THINGS TO DO:
1. Reproduce everything in the passage on cancer support services from "Receiving a cancer" down to "emotionally and spiritually.", without changing a word.
2. According to the passage on cancer support services, on which levels do cancer treatment and recovery often tax an individual? List them all.
3. Continue the passage on cancer support services from its final sentence.

====== EXCERPT

UCI Health medical oncologist Dr. Paul H. Coluzzi helps cancer patients and survivors like Dan Wheeler to improve their quality of life. (Photo credit: Michael Der)
Receiving a cancer diagnosis can turn a person’s life upside down. The ensuing treatment and recovery often taxes an individual on every level: physically, mentally, emotionally and spiritually.
Our UCI Health Cancer Support and Survivorship Services program is designed to support cancer patients throughout their journey, providing care that improves quality of life and lessens the burden of cancer.
The program has two components: managing patients’ symptoms and providing supportive care, and a survivorship program for patients when treatment is completed. These are services that most health insurance typically covers.
UCI Health medical oncologist Dr. Paul H. Coluzzi explains why the program exists and how it works:
What are cancer support services?
Our program is a multidisciplinary approach to help patients cope with symptoms related to the cancer and the treatments for cancer.

============
====== STORED DATA

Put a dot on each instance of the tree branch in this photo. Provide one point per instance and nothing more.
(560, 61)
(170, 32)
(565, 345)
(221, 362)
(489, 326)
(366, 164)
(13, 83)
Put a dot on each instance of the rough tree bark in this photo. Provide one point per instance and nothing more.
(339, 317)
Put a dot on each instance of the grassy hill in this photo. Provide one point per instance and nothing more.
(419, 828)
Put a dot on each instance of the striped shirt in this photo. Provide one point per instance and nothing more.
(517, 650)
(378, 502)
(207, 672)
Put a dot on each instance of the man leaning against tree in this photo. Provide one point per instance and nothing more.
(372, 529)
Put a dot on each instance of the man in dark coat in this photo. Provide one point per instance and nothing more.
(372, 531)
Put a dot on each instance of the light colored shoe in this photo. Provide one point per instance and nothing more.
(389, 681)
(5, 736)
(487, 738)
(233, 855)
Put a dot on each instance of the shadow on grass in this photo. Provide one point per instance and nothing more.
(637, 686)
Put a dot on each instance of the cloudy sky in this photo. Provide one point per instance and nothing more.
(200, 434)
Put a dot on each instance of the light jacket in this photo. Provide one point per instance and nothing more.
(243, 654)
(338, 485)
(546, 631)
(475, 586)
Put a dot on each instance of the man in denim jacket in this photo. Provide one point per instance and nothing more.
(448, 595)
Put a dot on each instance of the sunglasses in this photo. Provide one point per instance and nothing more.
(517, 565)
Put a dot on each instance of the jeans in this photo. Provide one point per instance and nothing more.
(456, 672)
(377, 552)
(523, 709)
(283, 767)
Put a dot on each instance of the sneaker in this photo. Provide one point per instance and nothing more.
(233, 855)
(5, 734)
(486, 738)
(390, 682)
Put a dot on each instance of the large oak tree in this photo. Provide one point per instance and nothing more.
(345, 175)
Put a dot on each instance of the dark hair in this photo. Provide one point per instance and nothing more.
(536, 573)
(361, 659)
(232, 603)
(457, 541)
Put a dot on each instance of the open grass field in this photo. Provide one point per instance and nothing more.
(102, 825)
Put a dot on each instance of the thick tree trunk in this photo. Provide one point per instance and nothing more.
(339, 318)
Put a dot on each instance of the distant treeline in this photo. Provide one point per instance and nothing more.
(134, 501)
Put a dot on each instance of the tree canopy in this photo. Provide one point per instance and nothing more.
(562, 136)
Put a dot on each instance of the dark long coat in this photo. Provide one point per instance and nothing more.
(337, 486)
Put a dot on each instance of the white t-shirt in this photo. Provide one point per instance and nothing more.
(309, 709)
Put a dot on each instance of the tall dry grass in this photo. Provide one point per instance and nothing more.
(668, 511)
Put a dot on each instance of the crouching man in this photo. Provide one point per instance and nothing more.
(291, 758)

============

TASK-BY-TASK ANSWERS:
1.
Receiving a cancer diagnosis can turn a person’s life upside down. The ensuing treatment and recovery often taxes an individual on every level: physically, mentally, emotionally and spiritually.

2. physically, mentally, emotionally, spiritually

3.
We promote quality of life for patients during and after their treatment with symptom management, survivorship services and psychosocial support.
Why is this important for cancer patients?
We know through research that when we ask patients to report their symptoms there is evidence of improved survival for patients.
At least five randomized trials, which were rigorously conducted at high-quality institutes, show that when patients are asked proactively about their symptoms, doctors are able to intervene sooner. This complements what we already know happens when we support patients through psychosocial counseling and support groups.
We also know that good symptom management improves cancer survival.
How many cancer patients may be in need of supportive services?
We know that up to 30% or 40% of patients experience some type of symptoms related to the cancer or cancer treatment for as long as 10 years after treatment.
We see symptoms along the entire continuum of the patient experience; it’s not just during the first four to six months of treatment. It’s beyond that.
In traditional oncology, services are very focused on the anti-cancer treatments. Sometimes the patient’s experience is overlooked.
Our program assists patients with symptoms and needs such as:
- General distress about diagnosis and treatment
- Chemotherapy-induced neuropathy
- Sex and intimacy issues
- Memory or concentration loss (chemo fog)
- Weight changes/nutrition
- Menopausal symptoms
- Spiritual care needs
- Establishing the goals of care
Do patients tell their oncologists about cancer-related side effects, such as depression, pain or fatigue?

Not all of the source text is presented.